- **Reading text**
* START *

This article is highly technical in nature and may be difficult for some readers to follow. For this reason, a summary of the article and its conclusions are set out by way of introduction:

* Although a Dow Theory sell signal has recently been given by the markets, the Relative Strength charts are saying that the Dow is not yet ready to go into free fall

* The "fear factor" that has been plaguing the markets is therefore likely to recede in the short term, causing commodities, oil and gold to pull back from their currently (long term) overbought situations

* The primary reason that the Dow will not (yet) go into free fall seems to be that the Establishment still has some weapons in its arsenal. However, based on the low velocity of money, these weapons seem more likely to be related to political "jawboning" rather than being driven by Fed actions. Expect a steady stream of "feel good" news over the months ahead.

* END *

- **A block of data**
* START *

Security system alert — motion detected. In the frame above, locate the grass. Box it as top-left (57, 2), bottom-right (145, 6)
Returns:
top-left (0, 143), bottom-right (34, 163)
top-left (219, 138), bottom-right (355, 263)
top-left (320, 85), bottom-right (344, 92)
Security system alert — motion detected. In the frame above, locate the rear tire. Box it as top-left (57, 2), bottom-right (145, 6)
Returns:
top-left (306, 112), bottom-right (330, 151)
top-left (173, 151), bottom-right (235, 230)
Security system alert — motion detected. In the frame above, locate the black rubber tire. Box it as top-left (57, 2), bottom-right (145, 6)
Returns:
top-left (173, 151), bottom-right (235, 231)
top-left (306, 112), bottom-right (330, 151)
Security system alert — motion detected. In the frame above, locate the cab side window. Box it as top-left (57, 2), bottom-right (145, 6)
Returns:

* END *

- **Work instructions**
Answer these questions using the market summary:
1. What kind of signal have the markets recently given?
2. Which three things does the summary expect to pull back from their overbought situations?
3. According to the summary, what are the Establishment's remaining weapons more likely to be related to?

- **The completed task**
1. A Dow Theory sell signal.
2. Commodities, oil and gold.
3. Political "jawboning" rather than Fed actions.